** start of EXCERPTED DATA **
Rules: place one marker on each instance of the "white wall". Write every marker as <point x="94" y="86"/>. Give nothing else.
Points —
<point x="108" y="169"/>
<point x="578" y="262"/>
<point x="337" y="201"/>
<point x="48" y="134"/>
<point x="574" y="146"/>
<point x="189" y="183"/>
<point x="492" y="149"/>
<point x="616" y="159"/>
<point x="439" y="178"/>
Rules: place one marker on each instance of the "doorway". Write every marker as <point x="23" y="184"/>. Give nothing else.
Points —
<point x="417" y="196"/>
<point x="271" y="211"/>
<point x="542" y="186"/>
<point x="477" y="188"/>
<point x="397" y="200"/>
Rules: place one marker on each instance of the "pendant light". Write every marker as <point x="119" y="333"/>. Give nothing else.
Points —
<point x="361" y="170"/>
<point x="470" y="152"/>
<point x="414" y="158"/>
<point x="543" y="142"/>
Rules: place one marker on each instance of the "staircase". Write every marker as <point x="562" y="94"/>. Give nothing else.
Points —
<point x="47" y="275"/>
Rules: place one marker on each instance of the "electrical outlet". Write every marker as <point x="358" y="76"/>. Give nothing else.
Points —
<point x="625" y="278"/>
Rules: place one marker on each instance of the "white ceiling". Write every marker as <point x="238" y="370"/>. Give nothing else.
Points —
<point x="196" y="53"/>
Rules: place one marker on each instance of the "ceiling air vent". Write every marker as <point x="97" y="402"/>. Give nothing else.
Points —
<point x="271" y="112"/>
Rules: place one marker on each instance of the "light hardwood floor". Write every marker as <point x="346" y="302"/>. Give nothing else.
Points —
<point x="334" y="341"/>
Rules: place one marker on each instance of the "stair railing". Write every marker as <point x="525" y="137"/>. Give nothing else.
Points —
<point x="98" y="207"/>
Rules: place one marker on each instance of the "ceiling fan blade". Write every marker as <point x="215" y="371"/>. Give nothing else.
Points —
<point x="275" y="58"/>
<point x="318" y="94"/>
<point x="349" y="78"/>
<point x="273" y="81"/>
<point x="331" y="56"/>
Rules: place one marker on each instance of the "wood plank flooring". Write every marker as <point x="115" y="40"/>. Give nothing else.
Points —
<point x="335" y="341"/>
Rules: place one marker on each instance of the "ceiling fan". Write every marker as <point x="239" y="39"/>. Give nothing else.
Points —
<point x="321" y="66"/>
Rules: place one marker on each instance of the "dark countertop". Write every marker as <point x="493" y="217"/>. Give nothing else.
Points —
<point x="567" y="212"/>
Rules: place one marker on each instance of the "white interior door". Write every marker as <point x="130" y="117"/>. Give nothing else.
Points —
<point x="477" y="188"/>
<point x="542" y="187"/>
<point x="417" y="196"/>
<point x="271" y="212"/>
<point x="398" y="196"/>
** end of EXCERPTED DATA **
Copy every line exactly. Leave nothing out.

- [ANSWER FOR THE TASK]
Rules: place one marker on each instance of the "white wall". Write every marker as <point x="94" y="86"/>. Give nothing else.
Points —
<point x="108" y="169"/>
<point x="578" y="262"/>
<point x="337" y="201"/>
<point x="48" y="134"/>
<point x="574" y="146"/>
<point x="189" y="183"/>
<point x="492" y="149"/>
<point x="616" y="159"/>
<point x="439" y="178"/>
Rules: place one marker on each instance of the "doorway". Write every marker as <point x="23" y="184"/>. Give nothing else.
Points —
<point x="417" y="196"/>
<point x="271" y="211"/>
<point x="542" y="186"/>
<point x="477" y="188"/>
<point x="397" y="200"/>
Rules: place one marker on each instance of the "pendant light". Write every marker as <point x="119" y="333"/>. Give nothing else.
Points —
<point x="361" y="170"/>
<point x="470" y="152"/>
<point x="414" y="158"/>
<point x="543" y="142"/>
Rules: place one marker on each instance of the "staircase". Write every marker as <point x="562" y="94"/>. Give nothing else.
Points —
<point x="47" y="275"/>
Rules: place one marker on each instance of the "electrical outlet". Write every marker as <point x="358" y="76"/>. Give nothing else.
Points —
<point x="625" y="278"/>
Rules: place one marker on each instance of the "white ceiling". Write every marker as <point x="238" y="370"/>. Give nothing else.
Points —
<point x="196" y="53"/>
Rules: place one marker on each instance of the "ceiling air vent". Write every marker as <point x="97" y="402"/>. Give nothing else.
Points —
<point x="271" y="112"/>
Rules: place one marker on each instance of the "light hardwood floor". Write every marker as <point x="346" y="302"/>. Give nothing else.
Points —
<point x="334" y="341"/>
Rules: place one marker on each instance of the "stair railing". Write every marker as <point x="525" y="137"/>. Give nothing else.
Points —
<point x="98" y="207"/>
Rules: place one marker on each instance of the "ceiling fan blade". Write every marker as <point x="215" y="371"/>. Give nothing else.
Points —
<point x="275" y="58"/>
<point x="318" y="94"/>
<point x="349" y="78"/>
<point x="273" y="81"/>
<point x="331" y="56"/>
Rules: place one marker on each instance of the "wood plank flooring". Write every marker as <point x="115" y="40"/>. Give nothing else.
Points —
<point x="335" y="341"/>
Rules: place one marker on each instance of the "ceiling fan". Write every marker as <point x="239" y="39"/>. Give nothing else.
Points —
<point x="321" y="66"/>
Rules: place one marker on each instance of the "dark countertop". Write every marker as <point x="493" y="217"/>. Give nothing else.
Points —
<point x="567" y="212"/>
Rules: place one marker on each instance of the "white interior door". Write every marker as <point x="130" y="117"/>. Give nothing else.
Points —
<point x="477" y="188"/>
<point x="542" y="187"/>
<point x="417" y="196"/>
<point x="271" y="212"/>
<point x="398" y="196"/>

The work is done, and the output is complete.